### Document segment
"""

The term, displacement, as it pertains to the transition from drilling to completion operations, has come to encompass the entire process of removing the solid laden drilling fluid and replacing it with a solid free completion fluid. In reality, there are three separate processes involved in a successful displacement:
- removal of the bulk of the drilling fluid from the wellbore,
- wellbore cleanup during which the remainder of the drilling fluid residue is removed, and
- installation of the solid free completion fluid.
An efficient displacement completely removes the mud from the wellbore, maintains the integrity of both the brine and the mud, establishes a solid free environment, and minimizes filtration time. All of these criteria must be met in the most cost efficient manner.
|It is imperative that incompatible fluids always be separated.
Heavy brines are incompatible with water based and oil based muds. This incompatibility can produce a viscous, unpumpable mass due to flocculation of the mud by high salt content of the brines. Should this reaction take place downhole during the displacement, the friction pressures will increase dramatically. As additional commingling takes place, a point may be reached where pumping operations have to be suspended due to excessive downhole casing, tubing, or pump pressures. The contamination of completion fluids by solid laden drilling fluids can result in the inability to process the fluid through filtration equipment, making it impossible to maintain the required solid free environment.

"""

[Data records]
"""

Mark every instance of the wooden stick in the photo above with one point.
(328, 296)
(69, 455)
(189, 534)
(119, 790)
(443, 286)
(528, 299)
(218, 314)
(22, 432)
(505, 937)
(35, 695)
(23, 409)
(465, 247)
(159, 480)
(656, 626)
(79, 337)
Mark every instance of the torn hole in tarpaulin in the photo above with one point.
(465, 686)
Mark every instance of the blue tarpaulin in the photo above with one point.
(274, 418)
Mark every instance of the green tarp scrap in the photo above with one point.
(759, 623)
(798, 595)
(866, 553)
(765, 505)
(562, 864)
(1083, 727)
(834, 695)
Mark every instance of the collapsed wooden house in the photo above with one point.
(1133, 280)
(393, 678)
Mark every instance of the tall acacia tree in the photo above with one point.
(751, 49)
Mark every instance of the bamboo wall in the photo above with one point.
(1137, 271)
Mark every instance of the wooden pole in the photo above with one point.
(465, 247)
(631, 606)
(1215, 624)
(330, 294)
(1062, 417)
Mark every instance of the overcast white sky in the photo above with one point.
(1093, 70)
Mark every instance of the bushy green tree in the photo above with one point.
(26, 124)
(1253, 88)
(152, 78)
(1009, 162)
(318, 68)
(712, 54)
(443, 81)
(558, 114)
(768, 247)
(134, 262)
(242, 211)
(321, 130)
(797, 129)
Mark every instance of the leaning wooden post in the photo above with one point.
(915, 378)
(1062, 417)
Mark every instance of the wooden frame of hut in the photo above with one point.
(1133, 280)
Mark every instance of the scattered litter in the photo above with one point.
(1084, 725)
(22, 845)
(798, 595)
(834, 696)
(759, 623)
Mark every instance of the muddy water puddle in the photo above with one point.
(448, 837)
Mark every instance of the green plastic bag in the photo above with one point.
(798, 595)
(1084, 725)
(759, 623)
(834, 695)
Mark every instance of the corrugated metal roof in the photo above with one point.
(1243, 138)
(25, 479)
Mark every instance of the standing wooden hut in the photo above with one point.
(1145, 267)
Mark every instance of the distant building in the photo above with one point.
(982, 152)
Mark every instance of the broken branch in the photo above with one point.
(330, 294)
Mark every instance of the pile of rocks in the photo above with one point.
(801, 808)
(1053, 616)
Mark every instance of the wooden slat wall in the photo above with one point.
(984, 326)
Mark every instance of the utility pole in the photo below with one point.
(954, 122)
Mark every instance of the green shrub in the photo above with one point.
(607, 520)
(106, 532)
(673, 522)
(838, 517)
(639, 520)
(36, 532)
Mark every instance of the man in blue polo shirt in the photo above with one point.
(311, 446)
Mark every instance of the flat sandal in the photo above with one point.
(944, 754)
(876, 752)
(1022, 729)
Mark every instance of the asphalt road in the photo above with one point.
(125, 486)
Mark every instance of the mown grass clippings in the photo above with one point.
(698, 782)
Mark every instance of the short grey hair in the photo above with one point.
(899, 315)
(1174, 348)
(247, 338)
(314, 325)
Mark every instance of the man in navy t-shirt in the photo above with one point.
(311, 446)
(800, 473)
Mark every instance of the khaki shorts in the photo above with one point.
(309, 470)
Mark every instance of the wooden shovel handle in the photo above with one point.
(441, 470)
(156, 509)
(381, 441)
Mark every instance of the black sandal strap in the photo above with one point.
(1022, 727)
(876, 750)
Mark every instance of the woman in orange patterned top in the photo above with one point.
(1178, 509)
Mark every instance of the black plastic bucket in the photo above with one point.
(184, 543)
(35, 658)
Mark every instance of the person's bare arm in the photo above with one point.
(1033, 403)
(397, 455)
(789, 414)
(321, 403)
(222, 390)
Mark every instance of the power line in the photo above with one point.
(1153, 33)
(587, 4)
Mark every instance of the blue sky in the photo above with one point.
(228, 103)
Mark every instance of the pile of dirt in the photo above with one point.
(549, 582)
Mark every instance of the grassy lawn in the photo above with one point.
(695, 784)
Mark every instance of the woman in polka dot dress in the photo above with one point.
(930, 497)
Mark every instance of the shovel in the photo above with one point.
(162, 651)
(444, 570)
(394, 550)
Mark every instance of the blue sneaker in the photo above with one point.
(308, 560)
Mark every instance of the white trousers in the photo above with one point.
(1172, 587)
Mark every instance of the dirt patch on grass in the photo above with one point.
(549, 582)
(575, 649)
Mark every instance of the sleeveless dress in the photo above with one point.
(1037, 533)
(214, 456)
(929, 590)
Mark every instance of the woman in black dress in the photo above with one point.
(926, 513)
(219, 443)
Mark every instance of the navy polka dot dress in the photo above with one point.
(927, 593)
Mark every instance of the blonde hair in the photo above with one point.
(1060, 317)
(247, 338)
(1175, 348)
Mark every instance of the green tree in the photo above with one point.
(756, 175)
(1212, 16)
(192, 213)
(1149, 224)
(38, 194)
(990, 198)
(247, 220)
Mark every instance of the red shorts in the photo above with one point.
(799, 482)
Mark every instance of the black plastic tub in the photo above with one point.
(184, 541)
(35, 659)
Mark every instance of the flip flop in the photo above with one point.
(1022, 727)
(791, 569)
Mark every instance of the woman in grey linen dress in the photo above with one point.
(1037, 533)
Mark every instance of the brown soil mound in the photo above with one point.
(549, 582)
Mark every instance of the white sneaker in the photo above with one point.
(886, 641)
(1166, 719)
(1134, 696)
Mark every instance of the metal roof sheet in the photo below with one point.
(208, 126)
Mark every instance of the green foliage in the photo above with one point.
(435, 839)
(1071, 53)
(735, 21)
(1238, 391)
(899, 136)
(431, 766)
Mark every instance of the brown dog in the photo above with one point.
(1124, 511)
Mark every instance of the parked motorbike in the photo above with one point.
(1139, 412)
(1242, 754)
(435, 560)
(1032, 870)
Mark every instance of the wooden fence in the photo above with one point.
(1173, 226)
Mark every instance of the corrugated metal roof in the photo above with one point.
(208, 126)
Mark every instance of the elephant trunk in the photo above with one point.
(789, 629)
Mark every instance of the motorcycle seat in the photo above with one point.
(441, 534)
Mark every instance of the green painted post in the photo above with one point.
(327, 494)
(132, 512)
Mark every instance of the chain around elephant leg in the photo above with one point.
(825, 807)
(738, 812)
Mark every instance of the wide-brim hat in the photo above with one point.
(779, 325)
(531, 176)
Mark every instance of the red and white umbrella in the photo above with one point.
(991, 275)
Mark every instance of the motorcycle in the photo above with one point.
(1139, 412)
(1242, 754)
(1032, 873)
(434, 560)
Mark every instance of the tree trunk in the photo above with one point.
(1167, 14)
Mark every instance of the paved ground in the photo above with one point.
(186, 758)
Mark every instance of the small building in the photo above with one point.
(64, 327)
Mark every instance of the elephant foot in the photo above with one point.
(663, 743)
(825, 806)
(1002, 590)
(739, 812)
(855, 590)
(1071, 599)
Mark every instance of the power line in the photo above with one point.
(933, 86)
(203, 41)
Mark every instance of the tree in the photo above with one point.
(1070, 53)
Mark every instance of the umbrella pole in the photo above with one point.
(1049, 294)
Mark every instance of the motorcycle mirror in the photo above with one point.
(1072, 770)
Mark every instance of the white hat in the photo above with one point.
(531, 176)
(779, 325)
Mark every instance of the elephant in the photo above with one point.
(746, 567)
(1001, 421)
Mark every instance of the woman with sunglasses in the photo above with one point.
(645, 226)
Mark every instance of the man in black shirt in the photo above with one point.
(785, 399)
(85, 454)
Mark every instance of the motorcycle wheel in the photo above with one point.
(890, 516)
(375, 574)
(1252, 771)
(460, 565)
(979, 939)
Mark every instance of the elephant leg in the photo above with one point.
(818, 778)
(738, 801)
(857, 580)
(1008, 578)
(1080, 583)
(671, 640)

"""

### Set of tasks
[a] In the displacement text, what can heavy brines produce when they become mixed with water based or oil based muds?
[b] List the separate processes that the displacement text says are involved in a successful displacement.
[c] From the displacement text, reproduce everything from "An efficient displacement" down to "cost efficient manner.".

### Set of answers
[a] A viscous, unpumpable mass caused by flocculation of the mud by the high salt content of the brines.

[b]
- Removal of the bulk of the drilling fluid from the wellbore
- Wellbore cleanup, during which the remainder of the drilling fluid residue is removed
- Installation of the solid free completion fluid

[c]
An efficient displacement completely removes the mud from the wellbore, maintains the integrity of both the brine and the mud, establishes a solid free environment, and minimizes filtration time. All of these criteria must be met in the most cost efficient manner.